▶ _Exercise details_
Locate each line in the rows below that contains the string "woman", and copy those lines. Case counts.

▶ _Detection examples_
◆ ◆ ◆
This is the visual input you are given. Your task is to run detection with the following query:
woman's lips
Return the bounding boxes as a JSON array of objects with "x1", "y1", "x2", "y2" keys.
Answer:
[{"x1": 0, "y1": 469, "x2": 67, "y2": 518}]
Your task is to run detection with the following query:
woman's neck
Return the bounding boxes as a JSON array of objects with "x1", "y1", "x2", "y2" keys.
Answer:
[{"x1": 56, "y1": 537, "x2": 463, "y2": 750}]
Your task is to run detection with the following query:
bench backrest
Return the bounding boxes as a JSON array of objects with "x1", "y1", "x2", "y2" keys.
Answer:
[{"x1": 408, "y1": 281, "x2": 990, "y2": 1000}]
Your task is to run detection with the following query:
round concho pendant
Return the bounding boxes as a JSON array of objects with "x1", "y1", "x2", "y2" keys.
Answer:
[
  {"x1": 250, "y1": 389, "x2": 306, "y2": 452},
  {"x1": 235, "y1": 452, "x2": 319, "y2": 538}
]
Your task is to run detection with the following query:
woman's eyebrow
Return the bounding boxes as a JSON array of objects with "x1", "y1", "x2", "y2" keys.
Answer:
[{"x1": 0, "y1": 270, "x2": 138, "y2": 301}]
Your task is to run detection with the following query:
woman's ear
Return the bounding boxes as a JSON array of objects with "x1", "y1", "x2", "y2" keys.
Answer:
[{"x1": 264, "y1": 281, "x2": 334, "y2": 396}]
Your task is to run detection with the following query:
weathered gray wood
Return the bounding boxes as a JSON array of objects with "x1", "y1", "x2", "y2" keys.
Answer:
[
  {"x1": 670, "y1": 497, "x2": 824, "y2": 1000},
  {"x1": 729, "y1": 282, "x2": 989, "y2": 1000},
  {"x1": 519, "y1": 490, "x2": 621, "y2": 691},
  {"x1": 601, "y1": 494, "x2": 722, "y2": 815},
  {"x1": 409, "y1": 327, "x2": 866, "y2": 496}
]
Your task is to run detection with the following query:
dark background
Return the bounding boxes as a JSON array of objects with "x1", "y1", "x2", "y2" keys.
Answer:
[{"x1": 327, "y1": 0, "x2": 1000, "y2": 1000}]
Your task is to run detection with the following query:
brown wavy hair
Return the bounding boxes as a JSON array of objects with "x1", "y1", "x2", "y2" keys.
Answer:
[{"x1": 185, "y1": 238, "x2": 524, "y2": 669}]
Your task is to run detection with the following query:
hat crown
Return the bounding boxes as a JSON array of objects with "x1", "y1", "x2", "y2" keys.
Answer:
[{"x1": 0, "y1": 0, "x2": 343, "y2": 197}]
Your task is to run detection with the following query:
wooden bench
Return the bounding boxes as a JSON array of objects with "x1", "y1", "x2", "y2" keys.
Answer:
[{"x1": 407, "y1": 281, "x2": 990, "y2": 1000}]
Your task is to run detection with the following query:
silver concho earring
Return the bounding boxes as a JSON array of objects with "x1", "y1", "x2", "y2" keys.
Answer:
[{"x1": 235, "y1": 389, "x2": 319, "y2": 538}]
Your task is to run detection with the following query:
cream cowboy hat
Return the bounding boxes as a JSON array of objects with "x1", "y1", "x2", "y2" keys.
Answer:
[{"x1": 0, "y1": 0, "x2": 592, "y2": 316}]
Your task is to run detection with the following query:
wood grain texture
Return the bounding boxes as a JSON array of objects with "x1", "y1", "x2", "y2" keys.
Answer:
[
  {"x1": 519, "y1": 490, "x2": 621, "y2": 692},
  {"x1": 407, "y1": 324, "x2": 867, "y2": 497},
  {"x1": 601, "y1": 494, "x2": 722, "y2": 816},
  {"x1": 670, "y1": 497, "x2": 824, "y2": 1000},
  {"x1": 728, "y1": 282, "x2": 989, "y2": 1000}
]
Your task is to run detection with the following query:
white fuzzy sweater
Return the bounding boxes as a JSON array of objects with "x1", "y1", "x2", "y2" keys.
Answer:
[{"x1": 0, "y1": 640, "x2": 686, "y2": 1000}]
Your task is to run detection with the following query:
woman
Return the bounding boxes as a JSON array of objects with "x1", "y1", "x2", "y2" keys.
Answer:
◆ ◆ ◆
▶ _Result_
woman's lips
woman's neck
woman's eyebrow
woman's ear
woman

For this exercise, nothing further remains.